Material supplied:
§ §
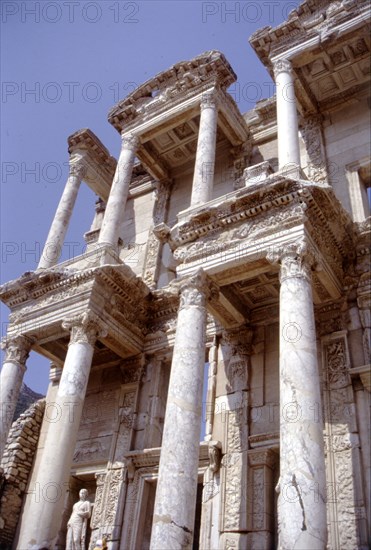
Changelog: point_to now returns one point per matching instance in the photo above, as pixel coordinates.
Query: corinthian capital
(130, 141)
(209, 100)
(296, 260)
(85, 328)
(77, 169)
(196, 290)
(16, 349)
(282, 66)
§ §
Work to complete:
Output the material word for word, and keep the pictures out.

Answer to this problem:
Changelog: point_to now returns one point per matching instance in the photo above, as pixel coordinates.
Query: corinthian capital
(130, 141)
(209, 100)
(296, 260)
(85, 328)
(77, 169)
(196, 290)
(16, 349)
(282, 66)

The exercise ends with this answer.